>> Begin DATA FOR THIS EXERCISE
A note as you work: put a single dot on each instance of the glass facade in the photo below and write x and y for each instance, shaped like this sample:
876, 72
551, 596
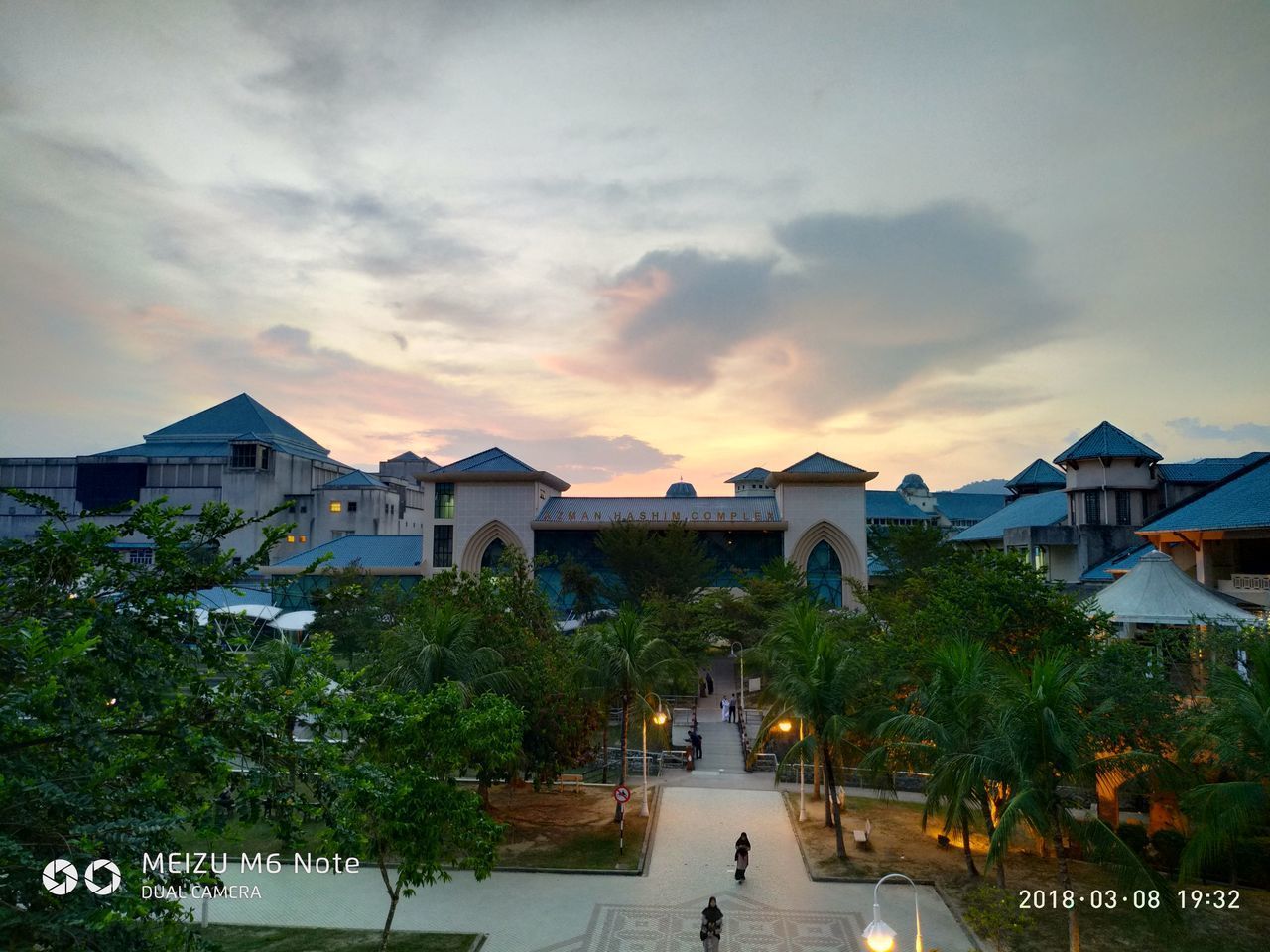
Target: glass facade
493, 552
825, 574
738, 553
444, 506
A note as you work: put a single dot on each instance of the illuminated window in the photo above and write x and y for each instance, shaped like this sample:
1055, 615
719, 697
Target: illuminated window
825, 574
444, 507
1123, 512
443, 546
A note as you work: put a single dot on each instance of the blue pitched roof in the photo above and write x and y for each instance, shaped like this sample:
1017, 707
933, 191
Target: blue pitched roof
>> End DATA FOR THIS EXERCISE
*TASK TO CARRY OUT*
Copy the lines above verbatim, leaving out the picture.

*PROBLEM SOLUTION*
A note as you work: put a single dot on each instance of the glass facade in the photo below and write x and y for each instance, shaped like this sample:
876, 72
551, 596
Target: glass facade
493, 552
825, 574
738, 553
444, 506
A note as you work: put a single dot on each instance of the illuminated window in the photo above and write x and y for each instance, shaped like this sample:
1055, 615
719, 697
Target: illuminated window
825, 574
444, 507
1123, 512
443, 546
A note as you work: put a single dot on each instance of the blue pitched roof in the photo above and write x and y for each instance, shaped like this sample:
1017, 707
933, 191
Target: blue pitched roof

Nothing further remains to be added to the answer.